***** THE RECORDS *****

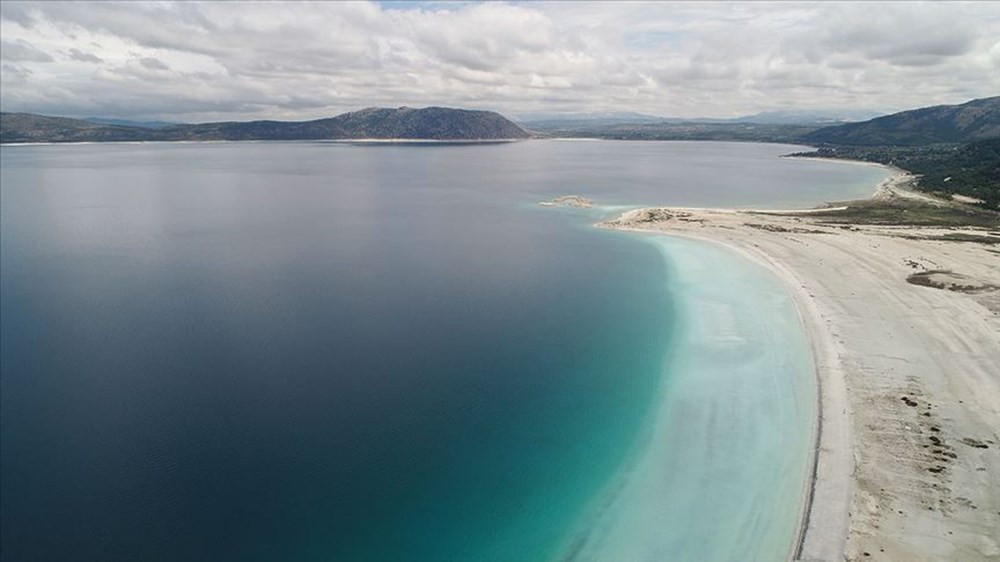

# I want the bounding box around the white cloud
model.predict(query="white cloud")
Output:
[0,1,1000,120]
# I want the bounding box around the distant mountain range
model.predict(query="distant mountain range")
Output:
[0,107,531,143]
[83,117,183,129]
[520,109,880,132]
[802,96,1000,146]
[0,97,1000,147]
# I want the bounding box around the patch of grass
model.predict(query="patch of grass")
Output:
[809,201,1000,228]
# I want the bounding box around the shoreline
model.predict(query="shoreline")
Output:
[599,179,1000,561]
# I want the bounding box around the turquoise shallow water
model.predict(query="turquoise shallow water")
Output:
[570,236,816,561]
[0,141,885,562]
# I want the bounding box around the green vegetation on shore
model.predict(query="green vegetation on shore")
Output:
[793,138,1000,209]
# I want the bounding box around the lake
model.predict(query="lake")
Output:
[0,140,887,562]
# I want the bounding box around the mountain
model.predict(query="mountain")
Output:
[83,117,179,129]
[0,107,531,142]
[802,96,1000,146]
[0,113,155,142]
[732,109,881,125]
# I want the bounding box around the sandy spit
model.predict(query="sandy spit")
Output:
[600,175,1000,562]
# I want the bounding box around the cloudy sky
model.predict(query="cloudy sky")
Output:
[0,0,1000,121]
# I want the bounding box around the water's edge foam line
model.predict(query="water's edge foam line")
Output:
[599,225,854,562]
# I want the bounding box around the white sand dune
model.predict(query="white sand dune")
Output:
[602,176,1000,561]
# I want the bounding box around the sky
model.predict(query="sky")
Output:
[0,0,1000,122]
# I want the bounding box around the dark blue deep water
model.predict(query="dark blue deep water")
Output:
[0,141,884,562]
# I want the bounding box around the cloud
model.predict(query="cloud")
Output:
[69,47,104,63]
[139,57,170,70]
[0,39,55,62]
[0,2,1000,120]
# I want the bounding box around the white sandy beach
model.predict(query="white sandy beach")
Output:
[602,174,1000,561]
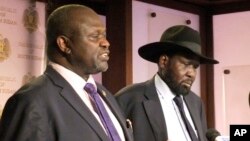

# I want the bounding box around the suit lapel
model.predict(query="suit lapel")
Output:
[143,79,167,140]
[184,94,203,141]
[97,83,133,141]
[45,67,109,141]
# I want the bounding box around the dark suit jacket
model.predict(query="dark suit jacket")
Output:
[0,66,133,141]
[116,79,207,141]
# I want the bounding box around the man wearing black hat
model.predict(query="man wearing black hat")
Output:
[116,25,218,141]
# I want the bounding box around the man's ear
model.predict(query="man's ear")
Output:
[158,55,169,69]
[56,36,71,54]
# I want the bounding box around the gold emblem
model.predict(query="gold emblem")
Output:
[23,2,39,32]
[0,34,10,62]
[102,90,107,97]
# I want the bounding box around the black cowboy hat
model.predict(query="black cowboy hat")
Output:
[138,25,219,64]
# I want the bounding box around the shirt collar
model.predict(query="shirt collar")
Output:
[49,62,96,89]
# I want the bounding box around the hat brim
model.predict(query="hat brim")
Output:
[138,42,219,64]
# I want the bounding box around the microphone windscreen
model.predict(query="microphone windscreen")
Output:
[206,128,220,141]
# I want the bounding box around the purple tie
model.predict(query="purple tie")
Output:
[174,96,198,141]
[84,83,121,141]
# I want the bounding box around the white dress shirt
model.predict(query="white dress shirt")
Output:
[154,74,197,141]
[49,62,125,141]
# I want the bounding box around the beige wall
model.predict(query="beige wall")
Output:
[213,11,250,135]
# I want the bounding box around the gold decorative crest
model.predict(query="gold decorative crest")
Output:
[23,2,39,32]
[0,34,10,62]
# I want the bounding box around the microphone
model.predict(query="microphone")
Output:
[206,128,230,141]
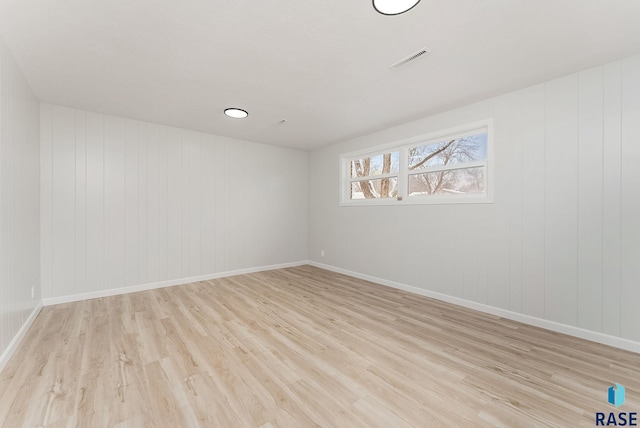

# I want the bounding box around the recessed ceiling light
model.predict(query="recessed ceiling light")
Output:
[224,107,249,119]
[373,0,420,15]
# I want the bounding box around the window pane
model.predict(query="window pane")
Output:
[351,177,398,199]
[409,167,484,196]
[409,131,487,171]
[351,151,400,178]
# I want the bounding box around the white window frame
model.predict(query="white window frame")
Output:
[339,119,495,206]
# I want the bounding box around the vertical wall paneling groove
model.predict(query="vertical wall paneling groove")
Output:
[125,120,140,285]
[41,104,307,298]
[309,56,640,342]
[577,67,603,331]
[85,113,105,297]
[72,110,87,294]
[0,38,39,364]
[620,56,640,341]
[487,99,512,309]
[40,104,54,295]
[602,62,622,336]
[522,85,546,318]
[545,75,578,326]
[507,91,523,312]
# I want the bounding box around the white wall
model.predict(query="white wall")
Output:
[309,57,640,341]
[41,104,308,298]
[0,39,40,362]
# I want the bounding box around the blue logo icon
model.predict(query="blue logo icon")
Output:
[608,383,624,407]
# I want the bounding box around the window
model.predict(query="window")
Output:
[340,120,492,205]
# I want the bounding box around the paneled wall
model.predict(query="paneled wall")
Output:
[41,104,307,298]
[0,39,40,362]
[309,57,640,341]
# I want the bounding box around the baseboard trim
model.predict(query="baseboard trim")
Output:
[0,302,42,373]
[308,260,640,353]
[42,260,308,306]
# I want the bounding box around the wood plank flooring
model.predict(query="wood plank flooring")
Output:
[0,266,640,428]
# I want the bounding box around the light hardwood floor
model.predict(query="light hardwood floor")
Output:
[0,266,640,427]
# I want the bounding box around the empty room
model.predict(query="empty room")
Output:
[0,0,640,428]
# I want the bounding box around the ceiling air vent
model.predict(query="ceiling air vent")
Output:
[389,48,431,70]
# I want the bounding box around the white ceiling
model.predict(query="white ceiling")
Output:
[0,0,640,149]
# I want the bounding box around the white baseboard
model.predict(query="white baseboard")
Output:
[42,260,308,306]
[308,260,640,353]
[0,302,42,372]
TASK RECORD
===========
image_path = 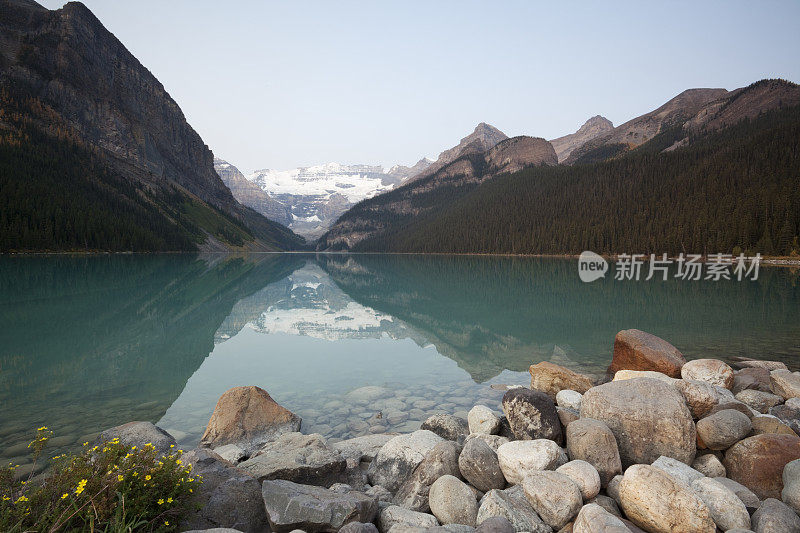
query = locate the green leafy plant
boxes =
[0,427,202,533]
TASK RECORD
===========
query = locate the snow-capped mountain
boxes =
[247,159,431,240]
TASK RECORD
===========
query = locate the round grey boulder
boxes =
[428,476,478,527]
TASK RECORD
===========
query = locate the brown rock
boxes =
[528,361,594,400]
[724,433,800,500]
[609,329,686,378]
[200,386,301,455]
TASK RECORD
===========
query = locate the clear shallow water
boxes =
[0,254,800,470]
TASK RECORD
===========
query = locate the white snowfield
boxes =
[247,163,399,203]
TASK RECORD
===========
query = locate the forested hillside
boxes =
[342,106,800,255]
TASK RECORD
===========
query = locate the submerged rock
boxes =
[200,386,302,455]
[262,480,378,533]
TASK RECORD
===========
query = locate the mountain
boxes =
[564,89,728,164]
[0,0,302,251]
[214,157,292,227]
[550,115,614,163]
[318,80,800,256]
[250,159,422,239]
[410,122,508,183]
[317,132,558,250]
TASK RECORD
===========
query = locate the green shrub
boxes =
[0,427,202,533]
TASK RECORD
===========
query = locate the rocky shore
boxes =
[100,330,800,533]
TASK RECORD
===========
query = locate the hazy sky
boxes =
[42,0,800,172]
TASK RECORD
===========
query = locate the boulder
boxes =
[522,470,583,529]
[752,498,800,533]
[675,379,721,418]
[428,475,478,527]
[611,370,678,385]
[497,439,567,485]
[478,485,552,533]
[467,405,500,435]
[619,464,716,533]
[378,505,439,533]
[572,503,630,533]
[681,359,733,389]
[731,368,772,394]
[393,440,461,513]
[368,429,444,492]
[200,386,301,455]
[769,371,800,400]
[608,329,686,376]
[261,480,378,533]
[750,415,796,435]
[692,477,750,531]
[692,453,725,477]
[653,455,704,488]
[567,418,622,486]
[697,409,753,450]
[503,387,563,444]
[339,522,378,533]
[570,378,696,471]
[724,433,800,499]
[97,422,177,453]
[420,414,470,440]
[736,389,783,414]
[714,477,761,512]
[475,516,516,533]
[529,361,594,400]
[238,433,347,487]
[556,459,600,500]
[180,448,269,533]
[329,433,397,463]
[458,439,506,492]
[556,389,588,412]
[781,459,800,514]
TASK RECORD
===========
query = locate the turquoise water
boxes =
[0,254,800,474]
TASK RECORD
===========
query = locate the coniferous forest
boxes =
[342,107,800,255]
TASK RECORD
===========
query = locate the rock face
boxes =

*****

§ WORK TO COMPLETE
Start at the beginning of the records above and stop after the line that contains "[0,97,1000,147]". Write those lines out again with "distant" changed to "faraway", keep everything else the same, and leave out the pictures.

§ ANSWER FOR THIS EXERCISE
# I want the bounding box around the white cloud
model.predict(query="white cloud")
Output:
[0,1,1000,120]
# I want the bounding box around the faraway mountain range
model.predict(query="faraway mountain range")
Output:
[0,107,531,143]
[83,117,183,129]
[520,109,880,132]
[802,96,1000,146]
[0,97,1000,147]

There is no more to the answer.